Govt, House agree to further discuss corruption-related articles on Criminal Code bill
Marguerite Afra Sapiie
The Jakarta Post
The government and the House of Representatives have agreed to hold further discussions on corruption-related articles in the Criminal Code bill, following objections by the Corruption Eradication Commission (KPK) that argued that a number of provisions in the bill could curtail its authority in eradicating corruption.
Coordinating Political, Legal and Security Affairs Minister Wiranto led a meeting on Thursday to discuss the polemics. KPK commissioners, government officials and members of the House’s team that have been tasked with formulating the bill attended the meeting.
During the discussion, they acknowledged that several articles in the bill, including provisions related to extraordinary crimes and their sanctions, still needed to be further deliberated to overcome differences, Wiranto said.
“The Criminal Code revision doesn’t have any intention to weaken institutions tasked with handling extraordinary crimes, such as corruption, narcotics or terrorism,” Wiranto said.
The Criminal Code bill has included a number of corruption-related articles from the 2001 Corruption Law, including provisions about bribery and misuse of authority. Several articles in the bill carry lighter punishment for corruption compared to articles in the 2001 law.
────────
WHAT IS ASKED —
• 1. In the Criminal Code bill article, reproduce word for word the passage that begins at "The Criminal Code bill has" and ends after "the 2001 law.".
• 2. Render this sentence from the Criminal Code bill article in Spanish: "Several articles in the bill carry lighter punishment for corruption compared to articles in the 2001 law."
• 3. According to the Criminal Code bill article, who led Thursday's meeting on the polemics?

DATA SECTION —
────────
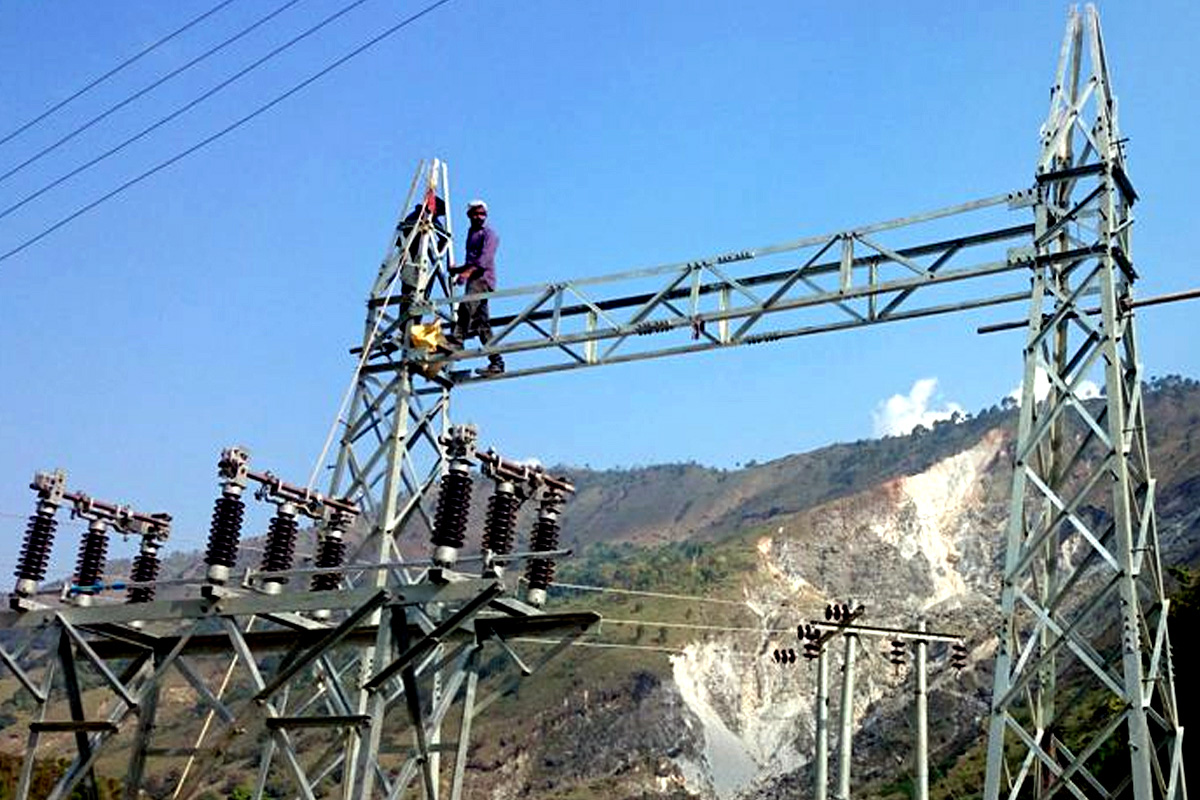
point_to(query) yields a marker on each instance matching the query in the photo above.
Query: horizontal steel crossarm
────────
SOLUTIONS TO THE PROBLEMS —
• 1.
The Criminal Code bill has included a number of corruption-related articles from the 2001 Corruption Law, including provisions about bribery and misuse of authority. Several articles in the bill carry lighter punishment for corruption compared to articles in the 2001 law.

• 2. Varios artículos del proyecto de ley contemplan penas más leves por corrupción en comparación con los artículos de la ley de 2001.

• 3. Coordinating Political, Legal and Security Affairs Minister Wiranto led it.